Records for the exercise ::

Begin

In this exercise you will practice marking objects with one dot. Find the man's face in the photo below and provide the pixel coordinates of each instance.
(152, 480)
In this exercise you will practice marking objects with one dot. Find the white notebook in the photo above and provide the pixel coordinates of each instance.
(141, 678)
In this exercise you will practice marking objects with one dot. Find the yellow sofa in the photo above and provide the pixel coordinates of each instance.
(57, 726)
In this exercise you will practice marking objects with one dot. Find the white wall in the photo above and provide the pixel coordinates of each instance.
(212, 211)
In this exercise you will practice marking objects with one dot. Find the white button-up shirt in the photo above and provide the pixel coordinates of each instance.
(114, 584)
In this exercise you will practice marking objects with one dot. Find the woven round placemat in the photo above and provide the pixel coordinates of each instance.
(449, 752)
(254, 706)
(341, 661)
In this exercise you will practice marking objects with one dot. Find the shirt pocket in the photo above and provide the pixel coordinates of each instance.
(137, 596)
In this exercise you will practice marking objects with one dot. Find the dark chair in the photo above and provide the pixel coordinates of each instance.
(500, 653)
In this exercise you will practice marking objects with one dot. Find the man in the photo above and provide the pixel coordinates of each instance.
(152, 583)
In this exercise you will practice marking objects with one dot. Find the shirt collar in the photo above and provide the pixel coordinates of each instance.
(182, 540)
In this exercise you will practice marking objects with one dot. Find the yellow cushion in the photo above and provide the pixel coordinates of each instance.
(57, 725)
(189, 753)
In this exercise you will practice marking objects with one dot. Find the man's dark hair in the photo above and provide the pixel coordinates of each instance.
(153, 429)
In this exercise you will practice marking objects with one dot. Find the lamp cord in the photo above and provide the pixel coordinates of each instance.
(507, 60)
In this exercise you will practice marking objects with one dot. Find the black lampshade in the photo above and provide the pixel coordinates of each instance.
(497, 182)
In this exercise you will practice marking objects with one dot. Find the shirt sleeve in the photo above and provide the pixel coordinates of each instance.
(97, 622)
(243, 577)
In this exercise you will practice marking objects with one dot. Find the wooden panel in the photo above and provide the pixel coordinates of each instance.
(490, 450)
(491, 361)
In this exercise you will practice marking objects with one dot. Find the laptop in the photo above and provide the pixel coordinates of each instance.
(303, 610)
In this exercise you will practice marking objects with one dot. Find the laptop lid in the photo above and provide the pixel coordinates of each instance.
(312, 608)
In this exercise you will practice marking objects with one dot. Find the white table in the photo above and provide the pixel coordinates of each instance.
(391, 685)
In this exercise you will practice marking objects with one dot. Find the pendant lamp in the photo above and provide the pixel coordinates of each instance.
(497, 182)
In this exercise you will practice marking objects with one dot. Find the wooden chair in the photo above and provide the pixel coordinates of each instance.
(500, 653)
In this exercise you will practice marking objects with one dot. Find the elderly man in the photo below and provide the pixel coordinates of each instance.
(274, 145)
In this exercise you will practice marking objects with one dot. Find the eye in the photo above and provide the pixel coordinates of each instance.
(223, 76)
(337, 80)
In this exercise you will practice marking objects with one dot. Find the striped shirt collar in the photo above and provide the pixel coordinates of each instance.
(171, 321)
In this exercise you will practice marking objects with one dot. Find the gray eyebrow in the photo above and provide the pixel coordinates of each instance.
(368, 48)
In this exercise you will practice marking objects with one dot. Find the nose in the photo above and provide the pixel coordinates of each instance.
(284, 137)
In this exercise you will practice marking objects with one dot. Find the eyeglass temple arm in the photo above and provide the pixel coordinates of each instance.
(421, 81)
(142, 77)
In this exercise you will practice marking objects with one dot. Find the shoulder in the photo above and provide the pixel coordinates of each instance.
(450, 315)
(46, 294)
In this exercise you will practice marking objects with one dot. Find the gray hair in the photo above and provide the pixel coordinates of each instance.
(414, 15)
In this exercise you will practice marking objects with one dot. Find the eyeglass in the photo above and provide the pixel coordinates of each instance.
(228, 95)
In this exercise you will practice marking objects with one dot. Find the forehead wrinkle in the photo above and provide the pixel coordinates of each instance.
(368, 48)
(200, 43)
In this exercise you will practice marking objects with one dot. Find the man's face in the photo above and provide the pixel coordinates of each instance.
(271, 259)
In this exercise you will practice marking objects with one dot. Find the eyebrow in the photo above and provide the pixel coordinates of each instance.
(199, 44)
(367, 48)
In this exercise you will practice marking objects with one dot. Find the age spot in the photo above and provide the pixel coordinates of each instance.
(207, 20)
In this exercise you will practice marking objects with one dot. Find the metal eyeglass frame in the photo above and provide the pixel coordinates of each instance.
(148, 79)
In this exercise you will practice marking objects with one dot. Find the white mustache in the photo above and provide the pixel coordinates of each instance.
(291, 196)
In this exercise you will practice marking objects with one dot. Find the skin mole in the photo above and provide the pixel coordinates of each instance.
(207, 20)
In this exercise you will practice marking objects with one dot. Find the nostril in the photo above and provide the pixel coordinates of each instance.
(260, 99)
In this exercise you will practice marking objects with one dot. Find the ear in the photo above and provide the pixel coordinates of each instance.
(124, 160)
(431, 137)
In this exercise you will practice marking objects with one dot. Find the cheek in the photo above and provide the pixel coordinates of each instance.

End

Exercise brief :: Nothing should be left out: repeat all of the data exactly.

Final result ::
In this exercise you will practice marking objects with one dot. Find the man's face in the photo below and provide the pixel coordinates of each instance.
(152, 480)
In this exercise you will practice marking objects with one dot. Find the white notebook in the photo above and provide the pixel coordinates of each instance.
(141, 678)
In this exercise you will practice marking objects with one dot. Find the yellow sofa in the photo above and provide the pixel coordinates of each instance.
(57, 726)
In this exercise you will practice marking objects with one dot. Find the white wall in the photo above and provide the pixel coordinates of each instance.
(212, 211)
In this exercise you will practice marking objects with one dot. Find the white button-up shirt in the photo above and provide the pixel coordinates of each instance.
(114, 584)
In this exercise you will practice marking objects with one dot. Find the woven round placemat in the photo above and provide the pixel coordinates of each instance.
(449, 752)
(254, 706)
(341, 661)
In this exercise you will practice marking objects with one dot. Find the shirt pocket in the photo above and provide the pixel coordinates of each instance.
(137, 596)
In this exercise you will practice marking objects with one dot. Find the dark chair in the photo above and provide the pixel coordinates of each instance.
(500, 653)
In this exercise you will practice marking objects with one dot. Find the man in the photo above and provide the pixel coordinates of each instance.
(152, 583)
In this exercise you will practice marking objects with one dot. Find the shirt collar in the photo above and provide the pixel coordinates of each instance.
(182, 540)
In this exercise you will practice marking objects with one dot. Find the yellow cushion in the photo above and provide the pixel coordinates of each instance.
(57, 725)
(189, 753)
In this exercise you will practice marking objects with one dot. Find the man's dark hair in the photo above and provide the pixel coordinates of each instance.
(153, 429)
In this exercise you will practice marking objects with one dot. Find the lamp cord in the photo above and provide the pixel coordinates of each instance.
(507, 60)
In this exercise you will practice marking objects with one dot. Find the black lampshade in the photo above and provide the pixel coordinates of each instance.
(497, 182)
In this exercise you will practice marking objects with one dot. Find the shirt sleeve in the photo above and provide the pixel coordinates of each instance.
(97, 622)
(243, 577)
In this exercise you will practice marking objects with one dot. Find the wooden panel in the photo above and provide the pixel coordinates of each instance.
(490, 450)
(491, 361)
In this exercise you will practice marking objects with one dot. Find the laptop in the photo above and provide the pixel coordinates of each instance.
(303, 610)
In this exercise you will practice marking objects with one dot. Find the laptop lid in the photo above and provide the pixel coordinates of each instance.
(312, 608)
In this exercise you will practice marking objects with one dot. Find the white table in the photo above and provide the pixel coordinates of each instance.
(391, 685)
In this exercise you will practice marking objects with one dot. Find the pendant lamp in the photo above and provide the pixel coordinates of each instance.
(497, 182)
In this exercise you will practice marking objects with one dot. Find the wooden chair in the photo above and provide the pixel coordinates of each instance.
(500, 653)
In this exercise you will practice marking objects with one dot. Find the elderly man in the photo below and provide the pixel coordinates of each instance.
(274, 145)
In this exercise you will practice marking objects with one dot. Find the eye in the photo above and provide the pixel coordinates of each instance.
(223, 76)
(337, 80)
In this exercise you will practice marking objects with one dot. Find the striped shirt collar in the photo above and provide the pixel coordinates of each instance.
(171, 321)
In this exercise you will practice marking objects with one dot. Find the gray eyebrow in the photo above and provide the pixel coordinates of each instance.
(368, 48)
In this exercise you will practice marking objects with one dot. Find the nose in the photo above and provide the pixel coordinates of each instance.
(284, 137)
In this exercise you will practice marking objects with one dot. Find the eyeglass temple arm in the photo above and provide the pixel coordinates of each instance.
(421, 81)
(142, 77)
In this exercise you will practice marking objects with one dot. Find the shoulder in the photo above and provide the pixel coordinates of each instance.
(450, 315)
(46, 294)
In this exercise you will practice marking objects with one dot. Find the gray hair in the photo above and provide the pixel coordinates of each instance.
(414, 15)
In this exercise you will practice marking objects with one dot. Find the eyeglass in the photo above and provide the pixel coordinates of each instance.
(228, 95)
In this exercise you will practice marking objects with one dot. Find the forehead wrinkle in the photo above and provide the pixel coordinates of each instance.
(368, 48)
(200, 43)
In this exercise you will practice marking objects with one dot. Find the man's face in the photo above and provide the pixel coordinates of each instance.
(271, 259)
In this exercise you will practice marking objects with one dot. Find the eyebrow in the photo above and provide the pixel coordinates of each instance.
(199, 44)
(367, 48)
In this exercise you will practice marking objects with one dot. Find the age spot in the photo above and provide the pixel coordinates of each instance.
(207, 20)
In this exercise you will practice marking objects with one dot. Find the metal eyeglass frame in the photo above and provide the pixel coordinates of each instance.
(148, 79)
In this exercise you will practice marking objects with one dot. Find the white mustache in the photo above and provide the pixel coordinates of each instance.
(291, 196)
In this exercise you will practice marking objects with one dot. Find the skin mole in the photo above and provide the pixel coordinates of each instance.
(207, 20)
In this exercise you will practice marking objects with one dot. Find the nostril in the photo above and provide the pixel coordinates of each instance.
(260, 99)
In this exercise you will practice marking objects with one dot. Find the ear in the photo above and provide the pixel coordinates of each instance.
(124, 160)
(431, 137)
In this exercise you will practice marking objects with one dot. Find the cheek in the photo above and provide the pixel coordinates of each instance.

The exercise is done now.